**Excerpted data**
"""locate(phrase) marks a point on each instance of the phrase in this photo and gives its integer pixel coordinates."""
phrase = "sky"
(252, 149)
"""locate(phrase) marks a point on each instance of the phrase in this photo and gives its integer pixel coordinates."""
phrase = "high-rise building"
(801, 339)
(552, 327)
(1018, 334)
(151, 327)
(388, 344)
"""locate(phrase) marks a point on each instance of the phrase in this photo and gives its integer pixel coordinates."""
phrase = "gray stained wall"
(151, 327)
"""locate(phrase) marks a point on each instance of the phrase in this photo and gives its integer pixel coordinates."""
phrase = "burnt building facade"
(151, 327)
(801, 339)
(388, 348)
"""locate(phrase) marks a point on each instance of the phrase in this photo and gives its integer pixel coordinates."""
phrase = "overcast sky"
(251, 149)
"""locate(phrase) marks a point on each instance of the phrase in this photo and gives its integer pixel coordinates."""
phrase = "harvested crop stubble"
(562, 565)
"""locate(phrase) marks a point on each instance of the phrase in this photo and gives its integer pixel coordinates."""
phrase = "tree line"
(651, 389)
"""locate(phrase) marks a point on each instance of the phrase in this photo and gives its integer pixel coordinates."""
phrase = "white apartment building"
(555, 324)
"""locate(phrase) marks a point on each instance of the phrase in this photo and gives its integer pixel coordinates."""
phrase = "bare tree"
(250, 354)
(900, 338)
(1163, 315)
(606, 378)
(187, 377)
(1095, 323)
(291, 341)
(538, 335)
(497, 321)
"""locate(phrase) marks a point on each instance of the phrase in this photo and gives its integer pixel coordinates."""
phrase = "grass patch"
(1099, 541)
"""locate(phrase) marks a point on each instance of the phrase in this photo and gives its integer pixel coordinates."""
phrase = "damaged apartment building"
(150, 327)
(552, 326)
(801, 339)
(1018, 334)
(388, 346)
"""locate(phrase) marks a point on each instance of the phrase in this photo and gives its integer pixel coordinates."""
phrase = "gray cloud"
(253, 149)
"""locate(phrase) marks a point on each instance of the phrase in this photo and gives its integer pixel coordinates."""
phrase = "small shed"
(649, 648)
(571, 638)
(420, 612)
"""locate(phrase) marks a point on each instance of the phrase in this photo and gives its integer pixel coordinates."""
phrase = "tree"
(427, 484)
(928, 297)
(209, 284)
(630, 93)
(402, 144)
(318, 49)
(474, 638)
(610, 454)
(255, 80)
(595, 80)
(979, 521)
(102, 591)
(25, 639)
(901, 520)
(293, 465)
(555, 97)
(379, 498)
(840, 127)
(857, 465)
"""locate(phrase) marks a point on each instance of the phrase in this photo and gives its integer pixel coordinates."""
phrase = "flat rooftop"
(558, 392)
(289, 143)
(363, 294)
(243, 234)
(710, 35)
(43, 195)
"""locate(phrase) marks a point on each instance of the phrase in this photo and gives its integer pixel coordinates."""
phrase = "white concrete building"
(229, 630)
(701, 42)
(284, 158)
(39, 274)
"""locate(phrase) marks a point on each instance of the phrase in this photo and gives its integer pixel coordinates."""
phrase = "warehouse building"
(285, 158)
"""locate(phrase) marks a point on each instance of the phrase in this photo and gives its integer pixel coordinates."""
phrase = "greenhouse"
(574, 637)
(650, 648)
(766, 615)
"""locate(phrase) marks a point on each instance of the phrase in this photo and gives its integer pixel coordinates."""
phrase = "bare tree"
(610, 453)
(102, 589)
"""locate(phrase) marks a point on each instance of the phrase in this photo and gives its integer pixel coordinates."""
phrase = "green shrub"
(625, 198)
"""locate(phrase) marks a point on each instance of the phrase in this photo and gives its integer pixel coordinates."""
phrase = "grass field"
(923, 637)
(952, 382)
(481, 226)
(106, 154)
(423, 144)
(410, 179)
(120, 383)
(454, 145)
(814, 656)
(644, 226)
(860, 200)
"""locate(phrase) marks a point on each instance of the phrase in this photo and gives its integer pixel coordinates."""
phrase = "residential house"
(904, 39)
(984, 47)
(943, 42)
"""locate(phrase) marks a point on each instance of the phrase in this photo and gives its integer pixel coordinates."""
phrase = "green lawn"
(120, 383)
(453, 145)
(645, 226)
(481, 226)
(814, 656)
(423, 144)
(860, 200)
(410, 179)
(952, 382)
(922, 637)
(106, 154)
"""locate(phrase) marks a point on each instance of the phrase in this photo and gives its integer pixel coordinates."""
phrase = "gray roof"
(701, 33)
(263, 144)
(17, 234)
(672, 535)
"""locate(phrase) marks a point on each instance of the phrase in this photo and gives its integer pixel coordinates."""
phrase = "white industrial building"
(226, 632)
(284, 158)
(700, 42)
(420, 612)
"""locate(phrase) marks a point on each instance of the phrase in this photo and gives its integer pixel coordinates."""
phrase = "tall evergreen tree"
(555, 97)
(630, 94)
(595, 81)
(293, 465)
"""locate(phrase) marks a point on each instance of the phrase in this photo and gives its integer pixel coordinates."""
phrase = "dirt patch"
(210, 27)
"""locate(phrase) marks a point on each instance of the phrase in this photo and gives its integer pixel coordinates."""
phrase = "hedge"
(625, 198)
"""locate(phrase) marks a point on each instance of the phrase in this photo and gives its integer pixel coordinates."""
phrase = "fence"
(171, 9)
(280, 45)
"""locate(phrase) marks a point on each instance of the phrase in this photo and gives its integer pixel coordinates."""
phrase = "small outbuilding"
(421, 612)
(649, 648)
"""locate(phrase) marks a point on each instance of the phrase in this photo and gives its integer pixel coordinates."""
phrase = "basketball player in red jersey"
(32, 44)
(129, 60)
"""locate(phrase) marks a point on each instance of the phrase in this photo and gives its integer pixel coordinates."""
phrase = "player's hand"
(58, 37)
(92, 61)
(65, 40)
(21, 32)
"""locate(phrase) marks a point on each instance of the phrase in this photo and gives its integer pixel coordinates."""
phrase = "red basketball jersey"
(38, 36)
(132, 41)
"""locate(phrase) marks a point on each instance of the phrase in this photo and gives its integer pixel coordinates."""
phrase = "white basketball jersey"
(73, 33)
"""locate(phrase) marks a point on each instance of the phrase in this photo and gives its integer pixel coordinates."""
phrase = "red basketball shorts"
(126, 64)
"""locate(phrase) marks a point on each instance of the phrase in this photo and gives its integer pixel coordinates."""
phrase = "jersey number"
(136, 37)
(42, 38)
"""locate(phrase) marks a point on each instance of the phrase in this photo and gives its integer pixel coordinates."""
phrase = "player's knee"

**Given task**
Repeat every entry exactly as written above.

**Task response**
"""locate(phrase) marks a point on each instance of the phrase in this photo and gives its integer pixel coordinates."""
phrase = "sky"
(252, 149)
"""locate(phrase) marks a point on each instance of the phrase in this photo and gives its integer pixel coordinates."""
phrase = "high-rise building"
(801, 339)
(552, 327)
(1018, 334)
(151, 327)
(388, 344)
"""locate(phrase) marks a point on each instance of the phrase in this photo and gives its integer pixel coordinates."""
phrase = "gray stained wall"
(151, 327)
"""locate(phrase) marks a point on each instance of the phrase in this photo and gives its integer pixel coordinates."""
phrase = "burnt building facade"
(151, 327)
(801, 339)
(388, 348)
"""locate(phrase) marks a point on each instance of the phrase in this photo and gives its integer pixel coordinates."""
phrase = "overcast sky"
(251, 149)
"""locate(phrase) marks a point on each instance of the phrase in this photo and gives its integer pixel coordinates."""
phrase = "harvested crop stubble"
(562, 565)
"""locate(phrase) marks a point on each instance of the phrase in this photo and gives its integer pixel coordinates."""
phrase = "tree line"
(651, 389)
"""locate(phrase) marks a point on each instance of the phrase in this photo and gives its integer pixel coordinates."""
phrase = "white apartment building"
(555, 324)
"""locate(phrase) marks a point on each instance of the phrase in this photo and gives its integer pixel coordinates."""
phrase = "bare tree"
(250, 354)
(900, 338)
(1163, 315)
(606, 378)
(187, 377)
(1095, 323)
(291, 341)
(538, 335)
(497, 321)
"""locate(phrase) marks a point on each instance of the phrase in this photo and gives its integer pixel coordinates."""
phrase = "grass patch"
(1099, 541)
"""locate(phrase) marks a point on each instance of the phrase in this photo and gives its integer pixel coordinates."""
phrase = "damaged apartment building"
(150, 327)
(552, 326)
(801, 339)
(1018, 334)
(388, 346)
"""locate(phrase) marks a point on each instance of the phrase in this photo and gives its integer pixel coordinates."""
phrase = "gray cloud"
(253, 149)
"""locate(phrase) marks a point on each instance of the phrase in this photo and gives its integer pixel coordinates."""
phrase = "small shed"
(649, 648)
(571, 638)
(420, 612)
"""locate(phrase) marks a point on each instance of the phrase in this photo and gives its integer pixel coordinates."""
phrase = "tree"
(427, 484)
(928, 297)
(209, 284)
(630, 93)
(402, 144)
(318, 49)
(474, 638)
(610, 454)
(255, 80)
(595, 80)
(979, 521)
(102, 591)
(25, 639)
(901, 520)
(293, 465)
(555, 97)
(379, 498)
(840, 127)
(857, 465)
"""locate(phrase) marks a point on each instance of the phrase in this photo and gives its integer pixel coordinates."""
phrase = "flat rooftop"
(558, 392)
(289, 143)
(363, 294)
(243, 234)
(710, 35)
(43, 195)
"""locate(phrase) marks a point on each instance of the phrase in this photo and gives its integer pixel coordinates."""
phrase = "white concrete building"
(229, 630)
(701, 42)
(284, 158)
(39, 274)
"""locate(phrase) marks a point on each instance of the phrase in this photo and gives its integer pixel coordinates."""
phrase = "warehouse building"
(285, 158)
"""locate(phrase) marks a point on each instance of the phrase in this photo and gives its integer pixel coordinates."""
phrase = "greenhouse"
(574, 637)
(650, 648)
(766, 615)
"""locate(phrase) marks a point on each instance of the phrase in this photo and gives its integer pixel coordinates."""
phrase = "bare tree"
(610, 453)
(102, 589)
"""locate(phrase) marks a point on each instance of the phrase in this photo and gives its integer pixel coordinates."""
phrase = "green shrub"
(625, 198)
"""locate(phrase) marks a point on each instance of the phrase in this photo and gives its integer pixel coordinates."""
phrase = "grass field"
(923, 637)
(952, 382)
(481, 226)
(106, 154)
(423, 144)
(410, 179)
(120, 383)
(454, 145)
(814, 656)
(644, 226)
(860, 200)
"""locate(phrase) marks a point on each instance of the phrase in this photo and gives its integer pixel coordinates."""
phrase = "residential house"
(904, 39)
(984, 47)
(943, 42)
"""locate(phrase) marks a point on each instance of the phrase in this photo and gives its integer pixel coordinates."""
phrase = "green lawn"
(120, 383)
(453, 145)
(645, 226)
(481, 226)
(814, 656)
(423, 144)
(860, 200)
(410, 179)
(952, 382)
(922, 637)
(106, 154)
"""locate(phrase) marks a point on each instance of the phrase in this photo and gives its integer pixel coordinates."""
phrase = "gray roof"
(701, 33)
(263, 144)
(17, 234)
(672, 535)
"""locate(phrase) marks a point on each instance of the phrase in this photo and gives its integer pixel coordinates."""
phrase = "white industrial building"
(226, 632)
(284, 158)
(700, 42)
(420, 612)
"""locate(phrase) marks a point on each instance of the phrase in this photo and gives its integer pixel coordinates."""
phrase = "tall evergreen tree"
(555, 97)
(630, 94)
(595, 81)
(293, 465)
"""locate(phrase) marks a point on each instance of the phrase in this photo and gives its integer pixel coordinates."""
phrase = "dirt patch"
(210, 27)
"""locate(phrase) marks a point on each instance of the phrase in this photo and gives its integer pixel coordinates."""
phrase = "hedge"
(625, 198)
"""locate(phrase) marks a point on each instance of the phrase in this photo and gives its integer pixel coordinates."""
phrase = "fence"
(171, 9)
(280, 45)
"""locate(phrase) marks a point on each instance of the phrase in this photo and gives its integer pixel coordinates."""
phrase = "small outbuilding"
(421, 612)
(649, 648)
"""locate(phrase) marks a point on each instance of the phrase in this photo and gives its integer pixel coordinates."""
phrase = "basketball player in red jersey"
(32, 44)
(129, 60)
"""locate(phrase) marks a point on each instance of the phrase in this photo and gives its integer pixel coordinates."""
phrase = "player's hand"
(58, 37)
(92, 61)
(65, 40)
(21, 32)
"""locate(phrase) marks a point on each instance of the phrase in this photo and gives its integer pixel coordinates."""
phrase = "red basketball jersey"
(38, 36)
(132, 41)
"""locate(phrase) marks a point on each instance of the phrase in this photo and gives its integer pixel coordinates."""
phrase = "white basketball jersey"
(73, 33)
"""locate(phrase) marks a point on each instance of the phrase in this photo and gives its integer pixel coordinates."""
phrase = "red basketball shorts"
(126, 64)
"""locate(phrase) marks a point on each instance of the phrase in this photo and gives its integer pixel coordinates."""
phrase = "jersey number"
(136, 37)
(42, 38)
"""locate(phrase) marks a point on each instance of the phrase in this photo and gives its integer pixel coordinates."""
phrase = "player's knee"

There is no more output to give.